> **What is being asked**:
With nothing left out, repeat every entry exactly.

> **Available data**:
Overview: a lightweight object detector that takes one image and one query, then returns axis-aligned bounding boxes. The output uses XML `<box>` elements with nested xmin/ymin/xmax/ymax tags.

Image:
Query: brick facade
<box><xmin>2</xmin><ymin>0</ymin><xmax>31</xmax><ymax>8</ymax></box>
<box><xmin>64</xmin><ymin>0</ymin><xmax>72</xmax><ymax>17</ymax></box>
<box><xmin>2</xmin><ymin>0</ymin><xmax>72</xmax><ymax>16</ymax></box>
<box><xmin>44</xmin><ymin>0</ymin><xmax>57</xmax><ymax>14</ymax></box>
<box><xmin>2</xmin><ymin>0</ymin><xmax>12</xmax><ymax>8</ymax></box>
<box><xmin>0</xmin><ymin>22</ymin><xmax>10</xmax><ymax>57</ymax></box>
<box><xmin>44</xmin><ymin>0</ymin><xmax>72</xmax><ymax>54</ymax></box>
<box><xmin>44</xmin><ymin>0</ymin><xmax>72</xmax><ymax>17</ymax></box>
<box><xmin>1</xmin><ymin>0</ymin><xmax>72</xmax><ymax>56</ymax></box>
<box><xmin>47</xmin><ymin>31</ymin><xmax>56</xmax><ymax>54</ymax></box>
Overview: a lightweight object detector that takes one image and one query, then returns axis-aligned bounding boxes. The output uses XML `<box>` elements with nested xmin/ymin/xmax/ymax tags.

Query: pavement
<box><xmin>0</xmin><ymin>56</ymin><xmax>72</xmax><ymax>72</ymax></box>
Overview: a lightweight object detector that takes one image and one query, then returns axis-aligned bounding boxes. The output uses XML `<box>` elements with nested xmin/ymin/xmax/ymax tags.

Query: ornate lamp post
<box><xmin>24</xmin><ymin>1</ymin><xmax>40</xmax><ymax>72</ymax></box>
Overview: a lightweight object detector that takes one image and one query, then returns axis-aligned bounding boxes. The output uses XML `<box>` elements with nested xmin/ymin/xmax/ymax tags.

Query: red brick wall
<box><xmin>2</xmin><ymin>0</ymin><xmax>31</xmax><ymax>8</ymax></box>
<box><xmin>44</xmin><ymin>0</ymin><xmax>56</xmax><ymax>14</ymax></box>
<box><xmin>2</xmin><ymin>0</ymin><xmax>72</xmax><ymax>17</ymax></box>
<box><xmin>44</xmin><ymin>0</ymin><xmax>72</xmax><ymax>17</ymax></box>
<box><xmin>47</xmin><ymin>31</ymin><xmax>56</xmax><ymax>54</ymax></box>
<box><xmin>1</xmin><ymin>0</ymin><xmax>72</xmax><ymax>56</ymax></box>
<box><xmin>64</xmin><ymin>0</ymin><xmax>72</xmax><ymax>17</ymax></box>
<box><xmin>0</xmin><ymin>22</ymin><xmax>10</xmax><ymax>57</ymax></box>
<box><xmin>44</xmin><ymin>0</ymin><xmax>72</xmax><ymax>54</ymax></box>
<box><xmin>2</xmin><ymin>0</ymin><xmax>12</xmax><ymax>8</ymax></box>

> **Result**:
Overview: a lightweight object detector that takes one image and one query, then returns axis-aligned bounding boxes. The output uses XML `<box>` elements with nested xmin/ymin/xmax/ymax tags.

Image:
Query: brick facade
<box><xmin>2</xmin><ymin>0</ymin><xmax>31</xmax><ymax>8</ymax></box>
<box><xmin>64</xmin><ymin>0</ymin><xmax>72</xmax><ymax>17</ymax></box>
<box><xmin>2</xmin><ymin>0</ymin><xmax>72</xmax><ymax>16</ymax></box>
<box><xmin>44</xmin><ymin>0</ymin><xmax>57</xmax><ymax>14</ymax></box>
<box><xmin>2</xmin><ymin>0</ymin><xmax>12</xmax><ymax>8</ymax></box>
<box><xmin>0</xmin><ymin>22</ymin><xmax>10</xmax><ymax>57</ymax></box>
<box><xmin>44</xmin><ymin>0</ymin><xmax>72</xmax><ymax>54</ymax></box>
<box><xmin>44</xmin><ymin>0</ymin><xmax>72</xmax><ymax>17</ymax></box>
<box><xmin>1</xmin><ymin>0</ymin><xmax>72</xmax><ymax>56</ymax></box>
<box><xmin>47</xmin><ymin>31</ymin><xmax>56</xmax><ymax>54</ymax></box>
Overview: a lightweight object detector that takes one image and one query, then returns axis-aligned bounding boxes. The output uses XML `<box>` elements with nested xmin/ymin/xmax/ymax tags.

Query: pavement
<box><xmin>0</xmin><ymin>56</ymin><xmax>72</xmax><ymax>72</ymax></box>
Overview: a lightweight object detector that takes one image and one query, then returns axis-aligned bounding boxes. The output uses XML `<box>` elements with nested xmin/ymin/xmax/ymax tags.

Query: ornate lamp post
<box><xmin>24</xmin><ymin>1</ymin><xmax>40</xmax><ymax>72</ymax></box>
Overview: a lightweight object detector that takes one image and one query, then returns axis-aligned bounding boxes. The output uses XML `<box>` elements with nested xmin/ymin/xmax/ymax tags.

Query: red brick wall
<box><xmin>2</xmin><ymin>0</ymin><xmax>31</xmax><ymax>8</ymax></box>
<box><xmin>44</xmin><ymin>0</ymin><xmax>56</xmax><ymax>14</ymax></box>
<box><xmin>2</xmin><ymin>0</ymin><xmax>72</xmax><ymax>17</ymax></box>
<box><xmin>44</xmin><ymin>0</ymin><xmax>72</xmax><ymax>17</ymax></box>
<box><xmin>47</xmin><ymin>31</ymin><xmax>56</xmax><ymax>54</ymax></box>
<box><xmin>1</xmin><ymin>0</ymin><xmax>72</xmax><ymax>56</ymax></box>
<box><xmin>64</xmin><ymin>0</ymin><xmax>72</xmax><ymax>17</ymax></box>
<box><xmin>0</xmin><ymin>22</ymin><xmax>10</xmax><ymax>57</ymax></box>
<box><xmin>44</xmin><ymin>0</ymin><xmax>72</xmax><ymax>54</ymax></box>
<box><xmin>2</xmin><ymin>0</ymin><xmax>12</xmax><ymax>8</ymax></box>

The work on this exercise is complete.